Referring expression data:
*-*-*

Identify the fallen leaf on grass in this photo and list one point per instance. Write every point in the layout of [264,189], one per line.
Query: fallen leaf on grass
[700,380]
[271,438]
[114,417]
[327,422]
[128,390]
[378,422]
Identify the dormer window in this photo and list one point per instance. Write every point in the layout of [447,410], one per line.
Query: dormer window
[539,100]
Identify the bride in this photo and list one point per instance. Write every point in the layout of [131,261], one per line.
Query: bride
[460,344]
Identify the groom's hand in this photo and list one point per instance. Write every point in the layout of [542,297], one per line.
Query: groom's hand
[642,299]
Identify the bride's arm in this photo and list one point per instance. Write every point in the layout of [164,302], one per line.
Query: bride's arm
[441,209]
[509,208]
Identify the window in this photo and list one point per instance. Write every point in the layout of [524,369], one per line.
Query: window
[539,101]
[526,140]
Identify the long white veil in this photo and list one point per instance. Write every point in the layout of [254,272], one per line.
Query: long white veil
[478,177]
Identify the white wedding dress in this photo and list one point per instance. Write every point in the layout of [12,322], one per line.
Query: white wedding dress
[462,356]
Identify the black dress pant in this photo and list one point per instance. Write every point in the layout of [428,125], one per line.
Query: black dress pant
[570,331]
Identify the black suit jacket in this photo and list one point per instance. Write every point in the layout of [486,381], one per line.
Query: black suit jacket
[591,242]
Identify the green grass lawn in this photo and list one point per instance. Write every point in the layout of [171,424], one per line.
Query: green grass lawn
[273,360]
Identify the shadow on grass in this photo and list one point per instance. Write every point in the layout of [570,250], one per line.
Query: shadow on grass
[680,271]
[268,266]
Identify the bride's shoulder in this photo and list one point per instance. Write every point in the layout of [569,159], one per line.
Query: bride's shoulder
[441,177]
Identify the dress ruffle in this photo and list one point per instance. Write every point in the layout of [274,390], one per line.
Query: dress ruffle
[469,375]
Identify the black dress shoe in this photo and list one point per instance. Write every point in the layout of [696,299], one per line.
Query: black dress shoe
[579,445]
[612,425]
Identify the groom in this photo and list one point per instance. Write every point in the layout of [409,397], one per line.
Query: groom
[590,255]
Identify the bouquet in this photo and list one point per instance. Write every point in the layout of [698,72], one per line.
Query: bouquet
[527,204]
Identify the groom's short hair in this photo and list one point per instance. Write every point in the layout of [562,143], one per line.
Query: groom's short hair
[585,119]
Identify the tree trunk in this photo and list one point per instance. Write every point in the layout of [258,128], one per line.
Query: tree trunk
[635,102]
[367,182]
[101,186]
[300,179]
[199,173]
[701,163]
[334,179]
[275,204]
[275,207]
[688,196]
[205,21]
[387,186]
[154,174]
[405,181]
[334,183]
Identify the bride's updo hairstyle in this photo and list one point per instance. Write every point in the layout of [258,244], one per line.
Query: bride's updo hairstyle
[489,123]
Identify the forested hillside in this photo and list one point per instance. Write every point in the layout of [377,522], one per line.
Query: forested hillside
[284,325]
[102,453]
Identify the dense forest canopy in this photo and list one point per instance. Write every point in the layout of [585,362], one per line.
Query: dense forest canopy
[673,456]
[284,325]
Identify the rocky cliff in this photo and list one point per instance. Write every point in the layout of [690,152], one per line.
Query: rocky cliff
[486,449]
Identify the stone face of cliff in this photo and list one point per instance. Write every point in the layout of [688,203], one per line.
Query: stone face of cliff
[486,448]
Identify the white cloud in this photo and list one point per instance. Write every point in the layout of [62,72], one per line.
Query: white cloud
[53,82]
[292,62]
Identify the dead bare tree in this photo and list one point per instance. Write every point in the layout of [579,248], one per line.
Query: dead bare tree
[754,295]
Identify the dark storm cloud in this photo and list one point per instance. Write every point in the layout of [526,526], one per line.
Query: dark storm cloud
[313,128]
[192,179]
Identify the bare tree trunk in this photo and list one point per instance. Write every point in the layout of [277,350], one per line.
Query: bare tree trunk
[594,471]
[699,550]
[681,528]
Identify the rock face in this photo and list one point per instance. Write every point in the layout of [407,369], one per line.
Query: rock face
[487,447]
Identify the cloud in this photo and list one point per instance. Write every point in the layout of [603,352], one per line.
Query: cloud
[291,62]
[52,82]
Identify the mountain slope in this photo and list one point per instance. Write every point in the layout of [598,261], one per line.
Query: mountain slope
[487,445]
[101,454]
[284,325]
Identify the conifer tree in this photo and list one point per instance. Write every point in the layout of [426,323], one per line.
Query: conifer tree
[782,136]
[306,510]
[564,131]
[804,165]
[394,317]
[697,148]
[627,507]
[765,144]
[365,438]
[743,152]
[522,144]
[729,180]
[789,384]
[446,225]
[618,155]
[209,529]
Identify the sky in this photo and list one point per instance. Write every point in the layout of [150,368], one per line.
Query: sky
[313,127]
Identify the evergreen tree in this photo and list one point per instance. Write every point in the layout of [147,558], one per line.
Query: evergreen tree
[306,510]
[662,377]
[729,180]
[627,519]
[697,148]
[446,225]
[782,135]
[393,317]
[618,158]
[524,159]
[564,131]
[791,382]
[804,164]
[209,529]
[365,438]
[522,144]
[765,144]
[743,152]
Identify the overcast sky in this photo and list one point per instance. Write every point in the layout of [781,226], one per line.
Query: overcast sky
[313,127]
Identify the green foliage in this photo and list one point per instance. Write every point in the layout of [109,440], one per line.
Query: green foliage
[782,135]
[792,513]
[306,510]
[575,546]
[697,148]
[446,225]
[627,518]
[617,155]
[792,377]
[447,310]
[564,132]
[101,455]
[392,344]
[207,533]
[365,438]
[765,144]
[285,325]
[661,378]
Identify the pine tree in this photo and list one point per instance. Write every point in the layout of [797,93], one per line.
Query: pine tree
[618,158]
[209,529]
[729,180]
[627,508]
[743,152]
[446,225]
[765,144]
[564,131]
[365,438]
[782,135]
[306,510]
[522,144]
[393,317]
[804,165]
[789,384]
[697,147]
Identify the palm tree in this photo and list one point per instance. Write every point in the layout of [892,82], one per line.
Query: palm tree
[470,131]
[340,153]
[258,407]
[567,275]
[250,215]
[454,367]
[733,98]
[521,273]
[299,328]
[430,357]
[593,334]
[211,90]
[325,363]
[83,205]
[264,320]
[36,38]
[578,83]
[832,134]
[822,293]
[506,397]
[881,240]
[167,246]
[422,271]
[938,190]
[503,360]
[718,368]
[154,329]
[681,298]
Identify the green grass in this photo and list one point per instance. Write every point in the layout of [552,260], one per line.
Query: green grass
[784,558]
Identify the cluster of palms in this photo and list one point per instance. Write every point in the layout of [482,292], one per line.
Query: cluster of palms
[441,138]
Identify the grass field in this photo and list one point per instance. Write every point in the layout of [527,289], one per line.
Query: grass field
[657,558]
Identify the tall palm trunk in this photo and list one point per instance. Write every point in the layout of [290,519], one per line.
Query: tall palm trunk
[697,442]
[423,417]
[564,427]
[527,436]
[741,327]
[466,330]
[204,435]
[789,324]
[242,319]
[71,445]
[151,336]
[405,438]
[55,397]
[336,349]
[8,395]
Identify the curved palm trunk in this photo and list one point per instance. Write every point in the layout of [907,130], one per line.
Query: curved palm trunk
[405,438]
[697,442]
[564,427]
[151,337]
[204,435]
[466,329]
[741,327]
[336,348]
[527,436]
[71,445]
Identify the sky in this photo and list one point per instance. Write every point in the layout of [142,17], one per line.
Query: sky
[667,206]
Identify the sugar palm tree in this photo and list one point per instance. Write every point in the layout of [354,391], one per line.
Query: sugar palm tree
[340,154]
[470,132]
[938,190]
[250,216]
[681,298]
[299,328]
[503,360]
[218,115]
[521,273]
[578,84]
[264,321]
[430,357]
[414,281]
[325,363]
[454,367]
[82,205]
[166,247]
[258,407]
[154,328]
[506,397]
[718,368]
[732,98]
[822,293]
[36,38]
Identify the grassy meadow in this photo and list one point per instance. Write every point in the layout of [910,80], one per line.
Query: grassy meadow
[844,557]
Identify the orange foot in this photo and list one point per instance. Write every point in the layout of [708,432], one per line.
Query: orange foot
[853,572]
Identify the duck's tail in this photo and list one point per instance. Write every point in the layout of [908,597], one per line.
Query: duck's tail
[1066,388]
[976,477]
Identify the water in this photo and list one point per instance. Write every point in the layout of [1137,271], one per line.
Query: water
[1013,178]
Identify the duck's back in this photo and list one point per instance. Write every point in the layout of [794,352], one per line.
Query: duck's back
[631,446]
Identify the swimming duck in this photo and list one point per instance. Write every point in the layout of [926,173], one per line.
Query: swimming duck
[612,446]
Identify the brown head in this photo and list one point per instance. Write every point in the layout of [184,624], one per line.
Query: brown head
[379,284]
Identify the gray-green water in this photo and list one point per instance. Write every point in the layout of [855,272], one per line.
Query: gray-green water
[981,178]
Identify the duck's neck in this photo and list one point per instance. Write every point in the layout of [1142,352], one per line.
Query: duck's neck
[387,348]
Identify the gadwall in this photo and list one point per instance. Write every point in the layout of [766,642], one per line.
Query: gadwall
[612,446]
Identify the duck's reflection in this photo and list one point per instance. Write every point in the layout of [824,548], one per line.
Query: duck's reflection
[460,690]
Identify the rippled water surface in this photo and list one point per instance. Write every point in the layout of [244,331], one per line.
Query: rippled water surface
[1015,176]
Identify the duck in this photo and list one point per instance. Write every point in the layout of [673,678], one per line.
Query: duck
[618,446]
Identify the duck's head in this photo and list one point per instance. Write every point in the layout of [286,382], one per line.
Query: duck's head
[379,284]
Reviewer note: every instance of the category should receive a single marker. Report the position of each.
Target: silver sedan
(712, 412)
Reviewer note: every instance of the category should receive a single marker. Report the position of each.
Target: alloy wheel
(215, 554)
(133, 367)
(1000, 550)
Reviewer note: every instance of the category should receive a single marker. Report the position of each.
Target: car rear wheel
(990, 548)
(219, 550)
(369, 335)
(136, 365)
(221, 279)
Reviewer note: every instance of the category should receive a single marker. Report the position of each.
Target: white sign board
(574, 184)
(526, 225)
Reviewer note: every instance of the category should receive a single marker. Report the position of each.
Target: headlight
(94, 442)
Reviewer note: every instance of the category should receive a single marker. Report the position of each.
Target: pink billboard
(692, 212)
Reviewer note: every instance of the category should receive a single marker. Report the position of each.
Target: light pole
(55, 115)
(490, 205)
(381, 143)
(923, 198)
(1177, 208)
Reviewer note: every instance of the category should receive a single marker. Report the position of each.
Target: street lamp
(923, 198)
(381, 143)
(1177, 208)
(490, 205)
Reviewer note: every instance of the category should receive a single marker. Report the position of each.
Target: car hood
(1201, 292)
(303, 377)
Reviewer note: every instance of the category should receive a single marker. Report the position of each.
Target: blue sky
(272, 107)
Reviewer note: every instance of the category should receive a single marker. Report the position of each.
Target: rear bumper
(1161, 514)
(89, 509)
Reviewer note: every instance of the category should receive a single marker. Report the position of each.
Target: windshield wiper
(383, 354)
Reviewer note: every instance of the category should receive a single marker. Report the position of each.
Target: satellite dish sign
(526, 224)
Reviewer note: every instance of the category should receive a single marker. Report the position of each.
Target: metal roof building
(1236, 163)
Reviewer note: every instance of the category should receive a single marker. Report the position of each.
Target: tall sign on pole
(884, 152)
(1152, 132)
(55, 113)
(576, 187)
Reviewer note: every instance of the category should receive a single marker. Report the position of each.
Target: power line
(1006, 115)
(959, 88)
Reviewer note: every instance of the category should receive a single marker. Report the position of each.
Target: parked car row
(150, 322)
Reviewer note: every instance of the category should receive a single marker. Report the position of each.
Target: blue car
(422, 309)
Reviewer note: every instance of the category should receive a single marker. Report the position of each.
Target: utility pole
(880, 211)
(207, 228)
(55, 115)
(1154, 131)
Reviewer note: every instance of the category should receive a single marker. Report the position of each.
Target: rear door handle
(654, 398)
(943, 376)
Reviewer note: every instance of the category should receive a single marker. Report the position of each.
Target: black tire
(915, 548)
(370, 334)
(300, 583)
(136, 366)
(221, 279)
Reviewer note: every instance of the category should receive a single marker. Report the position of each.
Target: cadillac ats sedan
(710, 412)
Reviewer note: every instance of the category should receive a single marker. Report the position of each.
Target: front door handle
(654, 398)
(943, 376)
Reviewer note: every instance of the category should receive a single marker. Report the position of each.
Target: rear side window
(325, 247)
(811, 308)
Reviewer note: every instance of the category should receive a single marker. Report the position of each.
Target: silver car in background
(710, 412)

*-*-*

> Exercise aim: From the entries above, return exactly the line containing "Query: groom's short hair", the line containing "Identify the rocky", and all lines between, and nothing else.

> Completed task:
Query: groom's short hair
[585,119]
Identify the tree trunk in this photo and list one point per instance. Write every point in the layout of [258,128], one per line.
Query: tree trunk
[635,102]
[367,182]
[101,186]
[300,179]
[199,173]
[701,163]
[334,179]
[275,204]
[275,207]
[688,196]
[205,21]
[387,186]
[154,174]
[405,181]
[334,183]
Identify the bride's updo hairstyle in this photo and list one point per instance. Write every point in the layout of [258,244], one per line.
Query: bride's updo hairstyle
[489,123]
Identify the forested hillside in this photo and list one point per instance. Write every point in the layout of [377,522], one per line.
Query: forested hillside
[284,325]
[102,453]
Identify the dense forest canopy in this photo and list one point per instance. Write every point in the layout of [585,362], one per line.
Query: dense forest canopy
[673,456]
[284,325]
Identify the rocky cliff in this photo and list one point per instance. Write every point in the layout of [690,152], one per line.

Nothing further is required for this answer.